(Stored data entries)
Start of Block
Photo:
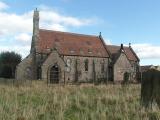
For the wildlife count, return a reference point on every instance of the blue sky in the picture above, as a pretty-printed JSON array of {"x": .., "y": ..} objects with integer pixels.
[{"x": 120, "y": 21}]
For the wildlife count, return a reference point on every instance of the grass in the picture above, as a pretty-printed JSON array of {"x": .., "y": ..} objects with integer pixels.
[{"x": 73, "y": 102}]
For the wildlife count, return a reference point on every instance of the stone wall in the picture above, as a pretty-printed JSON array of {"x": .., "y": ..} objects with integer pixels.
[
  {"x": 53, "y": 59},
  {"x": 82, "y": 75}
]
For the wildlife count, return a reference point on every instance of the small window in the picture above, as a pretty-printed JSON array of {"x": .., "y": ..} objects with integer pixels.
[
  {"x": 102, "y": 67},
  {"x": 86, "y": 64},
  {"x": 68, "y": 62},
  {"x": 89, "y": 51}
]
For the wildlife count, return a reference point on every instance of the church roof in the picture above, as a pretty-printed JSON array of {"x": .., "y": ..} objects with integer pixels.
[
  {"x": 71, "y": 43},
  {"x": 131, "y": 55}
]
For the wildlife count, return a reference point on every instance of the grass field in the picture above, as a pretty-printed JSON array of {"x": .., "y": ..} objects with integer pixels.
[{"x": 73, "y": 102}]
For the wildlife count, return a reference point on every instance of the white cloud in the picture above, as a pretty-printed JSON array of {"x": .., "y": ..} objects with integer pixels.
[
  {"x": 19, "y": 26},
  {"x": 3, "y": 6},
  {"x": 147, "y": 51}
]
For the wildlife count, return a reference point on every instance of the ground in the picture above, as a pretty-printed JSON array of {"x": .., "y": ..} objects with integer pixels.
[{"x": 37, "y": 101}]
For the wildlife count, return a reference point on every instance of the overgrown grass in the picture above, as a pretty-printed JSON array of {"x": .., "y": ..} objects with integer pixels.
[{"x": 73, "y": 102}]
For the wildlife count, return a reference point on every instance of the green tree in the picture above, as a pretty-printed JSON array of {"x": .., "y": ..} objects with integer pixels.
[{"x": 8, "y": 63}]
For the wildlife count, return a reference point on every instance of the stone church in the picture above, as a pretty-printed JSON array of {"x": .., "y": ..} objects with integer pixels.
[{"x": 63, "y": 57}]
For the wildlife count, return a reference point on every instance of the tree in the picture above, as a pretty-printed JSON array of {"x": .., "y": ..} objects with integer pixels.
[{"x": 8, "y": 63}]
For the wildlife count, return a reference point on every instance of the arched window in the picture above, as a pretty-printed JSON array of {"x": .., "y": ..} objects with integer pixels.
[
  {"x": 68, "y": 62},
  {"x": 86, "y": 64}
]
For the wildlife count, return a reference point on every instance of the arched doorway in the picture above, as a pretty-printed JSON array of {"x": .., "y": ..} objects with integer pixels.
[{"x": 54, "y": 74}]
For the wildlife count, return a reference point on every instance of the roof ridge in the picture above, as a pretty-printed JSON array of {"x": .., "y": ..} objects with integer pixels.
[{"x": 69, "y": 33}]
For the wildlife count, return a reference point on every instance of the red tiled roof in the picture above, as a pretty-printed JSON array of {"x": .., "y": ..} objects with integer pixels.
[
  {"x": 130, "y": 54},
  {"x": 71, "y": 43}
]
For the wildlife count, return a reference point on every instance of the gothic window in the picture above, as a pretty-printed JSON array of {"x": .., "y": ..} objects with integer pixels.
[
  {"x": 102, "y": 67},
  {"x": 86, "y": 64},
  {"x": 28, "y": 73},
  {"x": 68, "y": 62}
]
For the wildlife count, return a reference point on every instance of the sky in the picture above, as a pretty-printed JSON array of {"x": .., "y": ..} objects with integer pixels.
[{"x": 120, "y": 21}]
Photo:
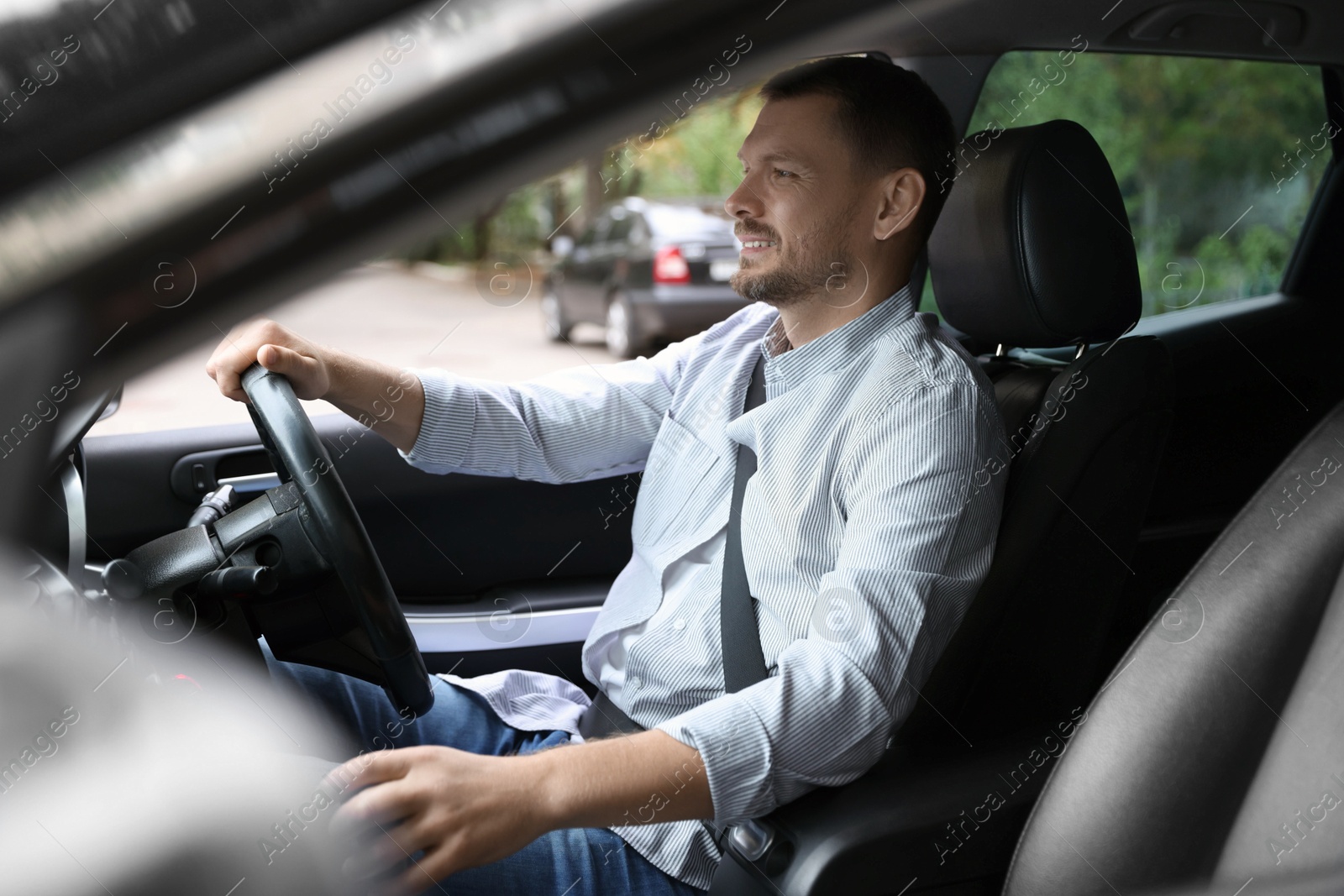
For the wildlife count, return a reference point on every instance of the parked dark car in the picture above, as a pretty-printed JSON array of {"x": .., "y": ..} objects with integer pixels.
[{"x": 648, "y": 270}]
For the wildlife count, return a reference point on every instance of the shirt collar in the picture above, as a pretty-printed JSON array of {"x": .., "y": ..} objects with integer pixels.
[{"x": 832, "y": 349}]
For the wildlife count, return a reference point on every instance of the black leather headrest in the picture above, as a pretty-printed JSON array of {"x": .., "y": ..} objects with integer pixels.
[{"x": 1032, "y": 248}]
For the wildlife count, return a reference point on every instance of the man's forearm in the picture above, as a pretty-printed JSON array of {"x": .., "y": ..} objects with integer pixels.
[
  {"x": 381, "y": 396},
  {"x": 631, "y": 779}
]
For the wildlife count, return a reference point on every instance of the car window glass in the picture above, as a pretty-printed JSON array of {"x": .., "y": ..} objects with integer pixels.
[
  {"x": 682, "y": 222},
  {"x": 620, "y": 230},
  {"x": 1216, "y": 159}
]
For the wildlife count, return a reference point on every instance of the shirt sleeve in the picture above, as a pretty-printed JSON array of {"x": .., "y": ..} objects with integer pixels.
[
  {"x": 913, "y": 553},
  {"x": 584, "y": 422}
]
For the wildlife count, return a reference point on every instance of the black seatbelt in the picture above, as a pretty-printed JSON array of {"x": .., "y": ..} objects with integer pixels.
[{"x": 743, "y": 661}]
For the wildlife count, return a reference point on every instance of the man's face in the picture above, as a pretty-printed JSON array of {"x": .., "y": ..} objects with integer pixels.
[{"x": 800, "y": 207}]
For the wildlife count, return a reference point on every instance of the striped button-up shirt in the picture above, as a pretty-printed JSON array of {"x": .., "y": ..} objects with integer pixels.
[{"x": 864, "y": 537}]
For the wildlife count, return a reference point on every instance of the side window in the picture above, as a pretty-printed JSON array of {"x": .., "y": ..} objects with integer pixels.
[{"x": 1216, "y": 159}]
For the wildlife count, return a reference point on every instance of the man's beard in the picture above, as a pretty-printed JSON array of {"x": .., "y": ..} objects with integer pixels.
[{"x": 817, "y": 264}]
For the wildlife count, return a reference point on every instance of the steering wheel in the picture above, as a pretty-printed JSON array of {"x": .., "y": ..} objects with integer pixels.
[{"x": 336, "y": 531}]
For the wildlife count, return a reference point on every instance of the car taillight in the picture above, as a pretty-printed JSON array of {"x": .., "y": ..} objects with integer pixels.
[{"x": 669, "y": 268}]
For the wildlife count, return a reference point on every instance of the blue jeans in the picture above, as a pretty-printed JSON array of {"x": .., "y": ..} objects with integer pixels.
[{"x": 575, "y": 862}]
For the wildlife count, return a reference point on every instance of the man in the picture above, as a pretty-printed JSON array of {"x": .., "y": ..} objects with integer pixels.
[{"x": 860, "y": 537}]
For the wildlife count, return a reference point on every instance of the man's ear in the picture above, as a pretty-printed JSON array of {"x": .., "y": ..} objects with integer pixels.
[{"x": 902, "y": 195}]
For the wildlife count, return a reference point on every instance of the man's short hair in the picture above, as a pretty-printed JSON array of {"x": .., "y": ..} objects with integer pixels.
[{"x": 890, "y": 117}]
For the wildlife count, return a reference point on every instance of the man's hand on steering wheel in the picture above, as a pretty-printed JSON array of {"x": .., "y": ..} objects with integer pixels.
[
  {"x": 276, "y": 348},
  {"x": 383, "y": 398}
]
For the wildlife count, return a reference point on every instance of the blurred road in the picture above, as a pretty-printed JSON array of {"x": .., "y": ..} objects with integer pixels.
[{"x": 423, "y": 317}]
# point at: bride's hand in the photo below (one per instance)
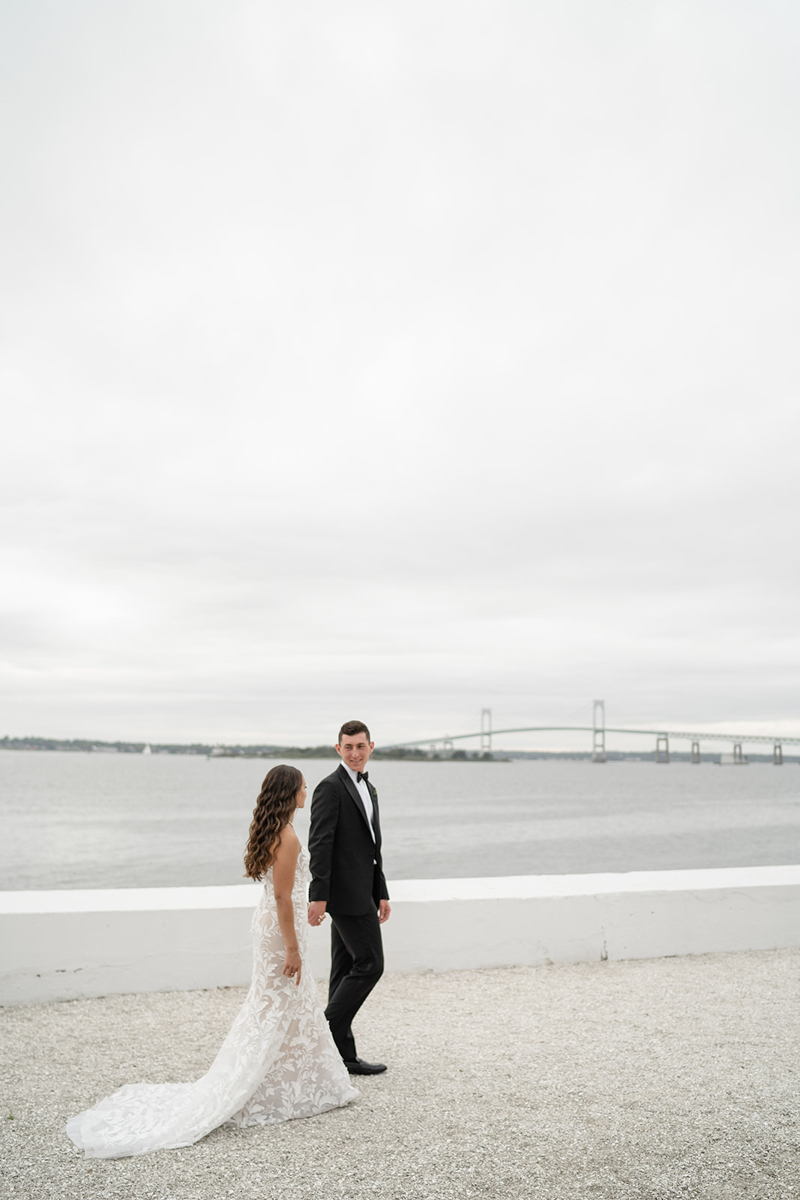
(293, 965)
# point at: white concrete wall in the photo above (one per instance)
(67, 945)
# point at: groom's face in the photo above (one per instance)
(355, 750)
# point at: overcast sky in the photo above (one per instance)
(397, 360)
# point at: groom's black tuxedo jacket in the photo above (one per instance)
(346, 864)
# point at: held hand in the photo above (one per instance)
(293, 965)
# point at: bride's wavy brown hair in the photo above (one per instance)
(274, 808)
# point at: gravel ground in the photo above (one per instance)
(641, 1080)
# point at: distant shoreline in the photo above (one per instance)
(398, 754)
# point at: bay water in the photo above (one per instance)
End of Block
* Task item
From the line that contains "# point at: groom's black" down to the last line above, print each line exactly as it appears.

* Response
# point at: groom's black tuxedo jacket in the photo above (one per instance)
(346, 864)
# point at: held hand in the photo above (one per instance)
(293, 965)
# point at: bride's wavy brown hair in the photo above (one per instance)
(274, 808)
# point at: gravel ground in the photo above (one per instance)
(641, 1080)
# point at: distant shoreline in the photo above (one per instance)
(398, 754)
# point at: bay water in the photo above (one per instance)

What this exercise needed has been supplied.